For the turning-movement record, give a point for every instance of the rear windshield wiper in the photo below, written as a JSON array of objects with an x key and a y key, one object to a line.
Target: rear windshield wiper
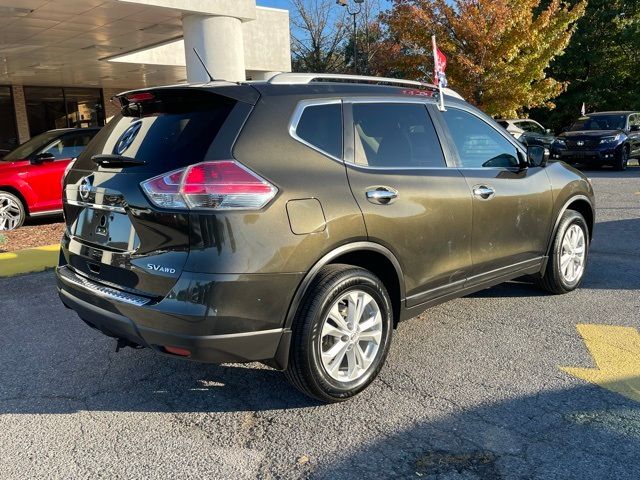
[{"x": 109, "y": 160}]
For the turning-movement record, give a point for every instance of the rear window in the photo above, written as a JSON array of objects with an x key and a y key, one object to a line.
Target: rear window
[
  {"x": 321, "y": 127},
  {"x": 167, "y": 133}
]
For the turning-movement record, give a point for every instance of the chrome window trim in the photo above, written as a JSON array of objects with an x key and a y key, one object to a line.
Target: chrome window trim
[{"x": 297, "y": 115}]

* * * * * * *

TASK PROMPT -> Every entry should be returned exactly as written, minus the pictures.

ANSWER TO THIS EXERCISE ->
For the turning-movement record, give a point for every instance of the rear windshield wiper in the photo below, written as a JSON array of objects with an x key and a y key, one object to a line.
Target: rear windshield wiper
[{"x": 109, "y": 160}]
For the turning-movement record, give a point for every instance of the rear window in the photo above, written as a JSON array of objects with an x key and a y key, one object to a line.
Target: rear window
[
  {"x": 321, "y": 127},
  {"x": 167, "y": 133}
]
For the turning-movement record, give a point for every instance of the chrome window trim in the photo above, written as a JSON array of objects with an x key and a y key, one object to a line.
Target: chrome window trim
[{"x": 297, "y": 115}]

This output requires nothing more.